Há que salientar, a título preliminar, que, como resulta, em especial, dos seus artigos 1.o e 6.o, bem como dos considerandos 1 e 2, a decisão‑quadro tem por objetivo estabelecer um mecanismo eficaz de reconhecimento e execução transfronteiriço das decisões pelas quais é imposta a título definitivo uma sanção pecuniária a uma pessoa singular ou a uma pessoa coletiva, após a prática de uma das infrações enumeradas no seu artigo 5.o (Acórdão de 14 de novembro de 2013, Baláž, C‑60/12, EU:C:2013:733, n.o 27).

########################################

> ENUNCIADO DO PROBLEMA A
Lista todas as linhas da listagem em que figura a palavra "bald".
O texto e a listagem constituem materiais independentes entre si.

########################################

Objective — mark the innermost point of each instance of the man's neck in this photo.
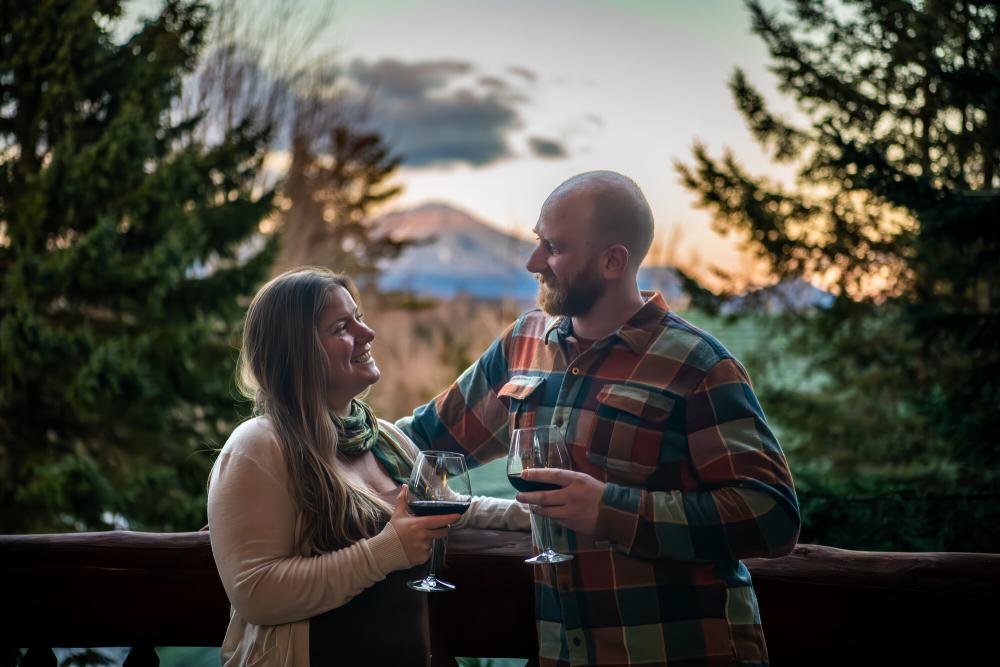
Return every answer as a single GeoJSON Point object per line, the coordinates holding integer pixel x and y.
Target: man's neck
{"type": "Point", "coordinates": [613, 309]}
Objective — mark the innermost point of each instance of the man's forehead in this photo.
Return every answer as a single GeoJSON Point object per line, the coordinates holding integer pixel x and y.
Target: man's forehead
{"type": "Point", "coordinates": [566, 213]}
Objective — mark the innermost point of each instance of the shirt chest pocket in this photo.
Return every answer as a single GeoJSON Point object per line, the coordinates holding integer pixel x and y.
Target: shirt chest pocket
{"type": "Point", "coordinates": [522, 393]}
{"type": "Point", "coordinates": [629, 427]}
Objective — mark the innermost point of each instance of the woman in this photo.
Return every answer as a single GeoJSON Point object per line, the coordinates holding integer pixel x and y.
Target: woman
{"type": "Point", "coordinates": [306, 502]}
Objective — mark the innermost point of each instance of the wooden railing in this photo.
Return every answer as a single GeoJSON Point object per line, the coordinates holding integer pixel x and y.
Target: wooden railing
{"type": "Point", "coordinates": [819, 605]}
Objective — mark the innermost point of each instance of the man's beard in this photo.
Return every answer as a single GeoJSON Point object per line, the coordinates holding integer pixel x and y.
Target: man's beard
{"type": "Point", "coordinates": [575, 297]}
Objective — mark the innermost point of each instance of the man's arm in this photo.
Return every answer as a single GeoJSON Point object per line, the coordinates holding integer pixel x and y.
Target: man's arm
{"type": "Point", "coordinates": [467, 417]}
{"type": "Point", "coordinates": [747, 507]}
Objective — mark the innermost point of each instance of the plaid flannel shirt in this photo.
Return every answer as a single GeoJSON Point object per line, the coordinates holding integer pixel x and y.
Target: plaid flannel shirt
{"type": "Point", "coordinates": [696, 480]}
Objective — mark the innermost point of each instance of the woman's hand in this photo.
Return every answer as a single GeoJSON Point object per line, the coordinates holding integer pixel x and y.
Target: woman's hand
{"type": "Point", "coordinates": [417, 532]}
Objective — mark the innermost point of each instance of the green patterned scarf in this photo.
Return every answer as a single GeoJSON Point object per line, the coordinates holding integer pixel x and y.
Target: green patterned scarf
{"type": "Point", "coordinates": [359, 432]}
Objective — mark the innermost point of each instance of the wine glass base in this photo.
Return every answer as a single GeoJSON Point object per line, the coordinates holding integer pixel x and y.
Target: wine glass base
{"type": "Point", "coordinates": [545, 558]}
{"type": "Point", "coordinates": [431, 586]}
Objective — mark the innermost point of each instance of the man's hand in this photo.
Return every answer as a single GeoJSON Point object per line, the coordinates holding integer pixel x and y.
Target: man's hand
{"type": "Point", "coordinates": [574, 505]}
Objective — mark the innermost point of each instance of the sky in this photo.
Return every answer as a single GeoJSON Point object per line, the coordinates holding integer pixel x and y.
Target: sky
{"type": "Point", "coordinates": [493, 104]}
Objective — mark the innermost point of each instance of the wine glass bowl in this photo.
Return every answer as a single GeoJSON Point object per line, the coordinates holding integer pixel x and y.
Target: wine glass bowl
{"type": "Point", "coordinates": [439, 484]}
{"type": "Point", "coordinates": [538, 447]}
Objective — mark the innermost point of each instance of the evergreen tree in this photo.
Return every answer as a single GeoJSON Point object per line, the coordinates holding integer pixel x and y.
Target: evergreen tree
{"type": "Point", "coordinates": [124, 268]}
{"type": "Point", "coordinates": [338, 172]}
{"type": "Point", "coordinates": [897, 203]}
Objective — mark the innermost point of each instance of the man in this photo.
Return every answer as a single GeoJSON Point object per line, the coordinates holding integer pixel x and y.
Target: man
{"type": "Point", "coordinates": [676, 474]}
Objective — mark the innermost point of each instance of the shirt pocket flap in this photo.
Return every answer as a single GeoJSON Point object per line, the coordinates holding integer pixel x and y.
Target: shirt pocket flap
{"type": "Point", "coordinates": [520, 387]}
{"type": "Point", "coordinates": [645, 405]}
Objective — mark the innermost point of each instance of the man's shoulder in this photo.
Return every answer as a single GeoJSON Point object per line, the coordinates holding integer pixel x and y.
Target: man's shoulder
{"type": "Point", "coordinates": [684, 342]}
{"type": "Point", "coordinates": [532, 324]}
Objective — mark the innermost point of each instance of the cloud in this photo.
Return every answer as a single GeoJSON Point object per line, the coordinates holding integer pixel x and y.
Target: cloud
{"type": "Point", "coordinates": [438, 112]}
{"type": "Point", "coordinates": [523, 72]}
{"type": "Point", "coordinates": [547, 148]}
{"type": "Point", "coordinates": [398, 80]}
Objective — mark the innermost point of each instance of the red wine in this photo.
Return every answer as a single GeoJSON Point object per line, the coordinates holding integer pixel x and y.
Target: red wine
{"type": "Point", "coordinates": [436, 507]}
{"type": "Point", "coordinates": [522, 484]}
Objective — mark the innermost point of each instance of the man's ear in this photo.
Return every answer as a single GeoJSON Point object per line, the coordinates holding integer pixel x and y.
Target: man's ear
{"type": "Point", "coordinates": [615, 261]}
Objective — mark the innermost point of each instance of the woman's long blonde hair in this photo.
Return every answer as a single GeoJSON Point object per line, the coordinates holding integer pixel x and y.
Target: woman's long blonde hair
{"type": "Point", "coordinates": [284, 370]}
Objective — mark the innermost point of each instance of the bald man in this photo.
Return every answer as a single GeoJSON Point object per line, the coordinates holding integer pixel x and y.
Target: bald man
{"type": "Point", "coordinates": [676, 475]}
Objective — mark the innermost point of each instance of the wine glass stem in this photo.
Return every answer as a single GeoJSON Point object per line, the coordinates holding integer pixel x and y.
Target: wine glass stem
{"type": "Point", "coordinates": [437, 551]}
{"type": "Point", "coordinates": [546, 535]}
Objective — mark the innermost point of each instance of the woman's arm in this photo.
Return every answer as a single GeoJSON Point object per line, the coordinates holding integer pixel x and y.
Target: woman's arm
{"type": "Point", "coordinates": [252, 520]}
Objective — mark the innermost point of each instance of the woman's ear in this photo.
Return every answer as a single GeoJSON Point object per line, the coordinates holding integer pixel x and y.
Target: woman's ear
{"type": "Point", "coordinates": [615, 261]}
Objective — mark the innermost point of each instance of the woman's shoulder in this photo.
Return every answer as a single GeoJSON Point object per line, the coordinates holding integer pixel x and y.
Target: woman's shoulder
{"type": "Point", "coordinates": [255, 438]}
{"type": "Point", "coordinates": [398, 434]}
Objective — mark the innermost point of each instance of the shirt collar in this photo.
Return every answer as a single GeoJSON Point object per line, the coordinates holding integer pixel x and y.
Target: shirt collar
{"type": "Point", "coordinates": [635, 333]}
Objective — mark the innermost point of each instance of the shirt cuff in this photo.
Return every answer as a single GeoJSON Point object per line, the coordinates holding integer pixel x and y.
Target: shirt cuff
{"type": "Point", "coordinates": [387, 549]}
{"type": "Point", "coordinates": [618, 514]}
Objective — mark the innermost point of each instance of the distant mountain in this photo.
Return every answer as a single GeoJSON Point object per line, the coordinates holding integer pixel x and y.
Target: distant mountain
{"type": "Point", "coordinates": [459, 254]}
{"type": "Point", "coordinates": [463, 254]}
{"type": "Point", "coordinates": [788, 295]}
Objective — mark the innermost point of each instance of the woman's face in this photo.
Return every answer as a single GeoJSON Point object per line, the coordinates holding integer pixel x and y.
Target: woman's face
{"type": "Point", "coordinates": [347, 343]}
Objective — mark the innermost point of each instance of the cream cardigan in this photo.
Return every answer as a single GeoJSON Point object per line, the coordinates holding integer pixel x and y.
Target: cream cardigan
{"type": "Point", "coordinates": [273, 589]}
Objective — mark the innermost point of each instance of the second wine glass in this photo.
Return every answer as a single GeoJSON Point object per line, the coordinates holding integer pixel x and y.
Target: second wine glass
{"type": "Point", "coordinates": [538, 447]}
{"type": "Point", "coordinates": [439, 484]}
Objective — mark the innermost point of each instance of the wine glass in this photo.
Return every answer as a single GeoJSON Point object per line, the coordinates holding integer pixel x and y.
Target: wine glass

########################################

> ENUNCIADO DO PROBLEMA B
Segundo o texto, que tipo de sanção é imposta pelas decisões cujo reconhecimento e execução transfronteiriço a decisão‑quadro pretende assegurar?

> RESPOSTA FINAL A
Objective — mark the innermost point of each instance of the bald man in this photo.
Target: bald man

> RESPOSTA FINAL B
Uma sanção pecuniária imposta a título definitivo a uma pessoa singular ou a uma pessoa coletiva.